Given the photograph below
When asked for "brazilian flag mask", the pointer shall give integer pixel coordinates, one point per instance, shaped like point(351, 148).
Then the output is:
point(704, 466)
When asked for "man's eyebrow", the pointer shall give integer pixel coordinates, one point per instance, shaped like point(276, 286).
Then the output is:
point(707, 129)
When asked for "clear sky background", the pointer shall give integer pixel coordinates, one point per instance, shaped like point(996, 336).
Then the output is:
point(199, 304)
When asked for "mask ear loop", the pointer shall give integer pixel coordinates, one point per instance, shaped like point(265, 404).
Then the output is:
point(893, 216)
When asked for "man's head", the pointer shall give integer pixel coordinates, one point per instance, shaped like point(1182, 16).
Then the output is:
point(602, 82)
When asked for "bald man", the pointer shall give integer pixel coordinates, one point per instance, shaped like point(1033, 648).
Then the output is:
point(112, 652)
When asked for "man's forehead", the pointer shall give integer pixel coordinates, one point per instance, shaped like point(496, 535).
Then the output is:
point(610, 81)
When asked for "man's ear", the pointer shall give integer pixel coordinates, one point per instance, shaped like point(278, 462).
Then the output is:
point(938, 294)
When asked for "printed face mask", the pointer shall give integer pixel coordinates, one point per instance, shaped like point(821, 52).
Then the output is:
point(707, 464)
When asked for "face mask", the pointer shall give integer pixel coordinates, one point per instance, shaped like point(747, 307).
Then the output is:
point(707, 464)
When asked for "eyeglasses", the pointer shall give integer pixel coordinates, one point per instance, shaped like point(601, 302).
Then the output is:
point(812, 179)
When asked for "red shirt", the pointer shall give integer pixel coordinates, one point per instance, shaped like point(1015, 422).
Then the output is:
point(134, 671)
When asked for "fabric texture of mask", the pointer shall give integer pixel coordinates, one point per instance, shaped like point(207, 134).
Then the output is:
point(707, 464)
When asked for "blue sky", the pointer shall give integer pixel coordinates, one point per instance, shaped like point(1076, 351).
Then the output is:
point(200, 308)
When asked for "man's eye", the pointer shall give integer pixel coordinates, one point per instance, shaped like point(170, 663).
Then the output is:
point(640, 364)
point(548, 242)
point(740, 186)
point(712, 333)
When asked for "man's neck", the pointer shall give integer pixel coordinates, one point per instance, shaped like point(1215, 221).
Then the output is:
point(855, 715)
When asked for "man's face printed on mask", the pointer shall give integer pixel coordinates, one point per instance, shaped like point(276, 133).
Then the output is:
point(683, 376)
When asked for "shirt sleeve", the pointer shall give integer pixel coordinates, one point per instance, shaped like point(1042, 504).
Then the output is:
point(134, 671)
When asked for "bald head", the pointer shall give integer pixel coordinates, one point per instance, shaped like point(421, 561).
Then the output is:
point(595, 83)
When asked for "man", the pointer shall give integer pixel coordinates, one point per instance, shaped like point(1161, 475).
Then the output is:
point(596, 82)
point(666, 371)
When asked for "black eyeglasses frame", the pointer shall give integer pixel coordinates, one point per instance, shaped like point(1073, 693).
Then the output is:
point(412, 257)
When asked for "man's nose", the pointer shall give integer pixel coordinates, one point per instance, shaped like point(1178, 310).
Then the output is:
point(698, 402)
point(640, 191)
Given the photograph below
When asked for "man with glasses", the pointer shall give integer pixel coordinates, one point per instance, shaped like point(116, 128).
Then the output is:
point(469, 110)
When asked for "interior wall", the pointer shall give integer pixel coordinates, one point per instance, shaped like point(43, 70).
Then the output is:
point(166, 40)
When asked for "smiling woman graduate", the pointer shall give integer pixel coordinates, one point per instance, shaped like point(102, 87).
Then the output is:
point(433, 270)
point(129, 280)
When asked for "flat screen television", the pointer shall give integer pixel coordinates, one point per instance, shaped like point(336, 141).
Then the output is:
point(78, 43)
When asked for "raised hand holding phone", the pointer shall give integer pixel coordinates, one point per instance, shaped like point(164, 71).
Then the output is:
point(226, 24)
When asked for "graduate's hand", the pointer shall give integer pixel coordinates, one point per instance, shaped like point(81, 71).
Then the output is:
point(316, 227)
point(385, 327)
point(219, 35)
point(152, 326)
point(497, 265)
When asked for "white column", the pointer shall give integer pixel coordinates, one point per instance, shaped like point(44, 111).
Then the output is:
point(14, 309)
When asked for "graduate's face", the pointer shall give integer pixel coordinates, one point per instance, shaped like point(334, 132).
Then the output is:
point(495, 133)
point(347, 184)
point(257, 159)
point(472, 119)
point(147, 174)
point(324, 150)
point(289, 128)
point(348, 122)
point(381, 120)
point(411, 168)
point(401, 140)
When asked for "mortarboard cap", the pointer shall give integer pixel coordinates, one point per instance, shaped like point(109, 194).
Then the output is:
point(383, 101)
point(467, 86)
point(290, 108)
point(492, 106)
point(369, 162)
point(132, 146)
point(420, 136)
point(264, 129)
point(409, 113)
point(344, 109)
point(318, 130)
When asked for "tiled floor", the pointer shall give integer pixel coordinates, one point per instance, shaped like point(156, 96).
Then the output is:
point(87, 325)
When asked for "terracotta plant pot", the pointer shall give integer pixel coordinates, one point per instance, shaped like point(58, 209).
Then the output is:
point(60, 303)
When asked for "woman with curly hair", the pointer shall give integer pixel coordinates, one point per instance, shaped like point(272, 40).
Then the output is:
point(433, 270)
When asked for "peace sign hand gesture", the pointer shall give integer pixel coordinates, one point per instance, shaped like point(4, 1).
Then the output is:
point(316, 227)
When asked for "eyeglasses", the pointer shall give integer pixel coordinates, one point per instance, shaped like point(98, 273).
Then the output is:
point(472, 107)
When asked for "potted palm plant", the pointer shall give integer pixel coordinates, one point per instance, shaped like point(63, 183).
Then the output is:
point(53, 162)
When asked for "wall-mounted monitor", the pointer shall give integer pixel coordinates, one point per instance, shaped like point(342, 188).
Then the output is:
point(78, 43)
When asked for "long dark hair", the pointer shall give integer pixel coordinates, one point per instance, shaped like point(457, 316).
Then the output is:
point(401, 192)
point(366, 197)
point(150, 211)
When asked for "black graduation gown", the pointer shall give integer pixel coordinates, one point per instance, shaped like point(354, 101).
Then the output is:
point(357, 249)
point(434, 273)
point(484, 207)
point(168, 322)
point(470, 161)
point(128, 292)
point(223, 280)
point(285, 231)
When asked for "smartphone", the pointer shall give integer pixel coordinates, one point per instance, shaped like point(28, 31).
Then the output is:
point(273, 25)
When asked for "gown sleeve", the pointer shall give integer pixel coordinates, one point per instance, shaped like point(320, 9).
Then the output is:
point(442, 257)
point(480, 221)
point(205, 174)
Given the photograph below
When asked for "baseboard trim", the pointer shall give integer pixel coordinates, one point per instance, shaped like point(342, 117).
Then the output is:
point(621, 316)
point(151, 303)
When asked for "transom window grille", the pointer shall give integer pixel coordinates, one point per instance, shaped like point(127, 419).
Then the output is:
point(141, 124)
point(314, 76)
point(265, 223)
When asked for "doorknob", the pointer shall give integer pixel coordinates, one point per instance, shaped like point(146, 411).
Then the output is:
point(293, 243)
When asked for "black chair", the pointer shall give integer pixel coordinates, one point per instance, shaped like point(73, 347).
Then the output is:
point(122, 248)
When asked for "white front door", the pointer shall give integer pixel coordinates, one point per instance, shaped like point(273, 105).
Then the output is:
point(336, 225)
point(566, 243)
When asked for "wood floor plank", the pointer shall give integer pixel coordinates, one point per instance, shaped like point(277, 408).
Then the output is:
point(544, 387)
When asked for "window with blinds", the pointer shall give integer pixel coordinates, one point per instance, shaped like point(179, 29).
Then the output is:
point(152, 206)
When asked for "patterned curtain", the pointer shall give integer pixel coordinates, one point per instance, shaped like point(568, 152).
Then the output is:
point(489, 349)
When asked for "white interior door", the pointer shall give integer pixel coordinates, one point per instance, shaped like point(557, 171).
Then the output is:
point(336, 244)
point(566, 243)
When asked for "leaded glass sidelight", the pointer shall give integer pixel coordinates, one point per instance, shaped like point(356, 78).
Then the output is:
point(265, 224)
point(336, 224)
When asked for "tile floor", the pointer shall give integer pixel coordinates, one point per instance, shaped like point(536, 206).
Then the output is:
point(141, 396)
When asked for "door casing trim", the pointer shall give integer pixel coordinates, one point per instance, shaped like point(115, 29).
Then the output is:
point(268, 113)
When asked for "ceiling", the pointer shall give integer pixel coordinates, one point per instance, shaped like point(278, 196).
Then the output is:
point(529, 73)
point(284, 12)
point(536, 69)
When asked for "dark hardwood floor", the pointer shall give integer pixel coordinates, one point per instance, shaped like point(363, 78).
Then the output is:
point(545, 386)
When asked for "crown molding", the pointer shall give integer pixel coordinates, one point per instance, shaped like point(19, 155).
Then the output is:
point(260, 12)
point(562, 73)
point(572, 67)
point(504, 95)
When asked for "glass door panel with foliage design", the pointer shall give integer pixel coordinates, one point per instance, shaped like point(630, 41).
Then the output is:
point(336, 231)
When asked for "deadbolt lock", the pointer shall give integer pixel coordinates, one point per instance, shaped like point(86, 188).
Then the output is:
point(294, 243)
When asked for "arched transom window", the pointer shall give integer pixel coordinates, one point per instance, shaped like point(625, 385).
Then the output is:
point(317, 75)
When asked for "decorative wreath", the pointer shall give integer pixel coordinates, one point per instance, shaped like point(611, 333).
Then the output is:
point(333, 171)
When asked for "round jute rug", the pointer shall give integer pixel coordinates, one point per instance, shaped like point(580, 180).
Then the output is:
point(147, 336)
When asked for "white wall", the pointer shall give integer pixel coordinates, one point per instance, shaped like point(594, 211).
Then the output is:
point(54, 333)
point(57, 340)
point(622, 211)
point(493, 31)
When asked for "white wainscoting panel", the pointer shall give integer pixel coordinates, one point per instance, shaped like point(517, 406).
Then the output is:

--

Scan the material above for the string "trim", and copy every line where it is found.

:: ANSWER TO THIS TASK ::
When asked for "baseboard trim", the pointer shall give integer pixel coordinates, one point per instance, shaped like point(342, 117).
When asked for "door casing trim", the pointer shall give integer pixel coordinates, one point per instance, shaped like point(115, 29).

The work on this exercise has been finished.